/---

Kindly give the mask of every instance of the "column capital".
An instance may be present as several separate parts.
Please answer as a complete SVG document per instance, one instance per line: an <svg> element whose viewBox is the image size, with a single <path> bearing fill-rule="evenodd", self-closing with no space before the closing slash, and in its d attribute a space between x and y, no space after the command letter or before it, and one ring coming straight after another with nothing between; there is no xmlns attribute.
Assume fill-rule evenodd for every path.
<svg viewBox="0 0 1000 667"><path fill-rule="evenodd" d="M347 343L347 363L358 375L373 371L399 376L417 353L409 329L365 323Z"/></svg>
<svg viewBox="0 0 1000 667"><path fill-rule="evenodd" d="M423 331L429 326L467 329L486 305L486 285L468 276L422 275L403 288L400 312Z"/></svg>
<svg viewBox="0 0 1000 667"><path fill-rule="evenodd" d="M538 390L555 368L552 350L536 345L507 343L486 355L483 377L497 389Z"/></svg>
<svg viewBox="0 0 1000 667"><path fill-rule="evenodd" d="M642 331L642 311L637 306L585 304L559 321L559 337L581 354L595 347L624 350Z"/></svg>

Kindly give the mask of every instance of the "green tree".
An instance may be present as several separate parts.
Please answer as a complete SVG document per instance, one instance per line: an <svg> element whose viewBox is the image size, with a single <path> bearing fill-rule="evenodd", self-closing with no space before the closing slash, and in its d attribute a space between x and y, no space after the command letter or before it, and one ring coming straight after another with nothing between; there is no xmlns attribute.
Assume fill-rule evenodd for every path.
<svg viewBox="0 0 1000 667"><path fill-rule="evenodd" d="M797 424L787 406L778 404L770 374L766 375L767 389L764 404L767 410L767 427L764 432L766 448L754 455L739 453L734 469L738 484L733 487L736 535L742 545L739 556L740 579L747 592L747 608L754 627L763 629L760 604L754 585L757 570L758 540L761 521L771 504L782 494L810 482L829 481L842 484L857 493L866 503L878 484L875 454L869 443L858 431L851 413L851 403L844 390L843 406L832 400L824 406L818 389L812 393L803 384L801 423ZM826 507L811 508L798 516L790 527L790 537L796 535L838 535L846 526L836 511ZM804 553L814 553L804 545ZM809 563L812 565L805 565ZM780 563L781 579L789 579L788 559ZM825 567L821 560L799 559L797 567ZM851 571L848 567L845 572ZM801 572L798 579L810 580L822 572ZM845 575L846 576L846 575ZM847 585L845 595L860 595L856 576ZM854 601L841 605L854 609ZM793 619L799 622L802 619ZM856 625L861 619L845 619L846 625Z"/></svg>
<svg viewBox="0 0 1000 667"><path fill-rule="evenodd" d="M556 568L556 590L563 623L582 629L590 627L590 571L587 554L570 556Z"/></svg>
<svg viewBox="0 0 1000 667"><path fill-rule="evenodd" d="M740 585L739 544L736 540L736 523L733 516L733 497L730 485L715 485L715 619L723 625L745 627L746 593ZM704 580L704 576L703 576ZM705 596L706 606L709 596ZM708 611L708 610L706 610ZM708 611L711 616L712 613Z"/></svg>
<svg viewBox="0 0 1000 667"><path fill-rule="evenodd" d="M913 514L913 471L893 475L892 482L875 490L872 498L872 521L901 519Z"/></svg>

\---

◆ **PROBLEM TO SOLVE**:
Please find every line in the records that contains the word "give", and copy it out.

◆ **SOLVED EXERCISE**:
Kindly give the mask of every instance of the "column capital".
Kindly give the mask of every instance of the "green tree".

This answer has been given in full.